### Exercise
Return each of the following items line for line, with no change to any character.

### Data supplied

————————

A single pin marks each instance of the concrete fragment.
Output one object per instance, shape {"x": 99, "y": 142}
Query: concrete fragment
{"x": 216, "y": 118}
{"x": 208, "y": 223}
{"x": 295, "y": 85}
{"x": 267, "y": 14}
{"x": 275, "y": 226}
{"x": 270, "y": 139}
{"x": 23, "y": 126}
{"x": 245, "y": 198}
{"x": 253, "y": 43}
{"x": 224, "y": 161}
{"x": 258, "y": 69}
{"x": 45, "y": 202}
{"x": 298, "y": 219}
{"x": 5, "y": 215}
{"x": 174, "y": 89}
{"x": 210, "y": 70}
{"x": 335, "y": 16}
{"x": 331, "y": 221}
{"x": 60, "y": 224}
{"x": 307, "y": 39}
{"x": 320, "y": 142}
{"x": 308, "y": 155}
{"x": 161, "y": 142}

————————

### Full output
A single pin marks each instance of the concrete fragment.
Output one object per instance, shape {"x": 99, "y": 142}
Query: concrete fragment
{"x": 216, "y": 118}
{"x": 208, "y": 223}
{"x": 295, "y": 85}
{"x": 267, "y": 14}
{"x": 275, "y": 226}
{"x": 270, "y": 139}
{"x": 23, "y": 126}
{"x": 245, "y": 198}
{"x": 253, "y": 43}
{"x": 224, "y": 161}
{"x": 258, "y": 69}
{"x": 45, "y": 202}
{"x": 298, "y": 219}
{"x": 5, "y": 215}
{"x": 174, "y": 89}
{"x": 210, "y": 70}
{"x": 335, "y": 16}
{"x": 331, "y": 221}
{"x": 60, "y": 224}
{"x": 307, "y": 39}
{"x": 320, "y": 142}
{"x": 308, "y": 155}
{"x": 161, "y": 142}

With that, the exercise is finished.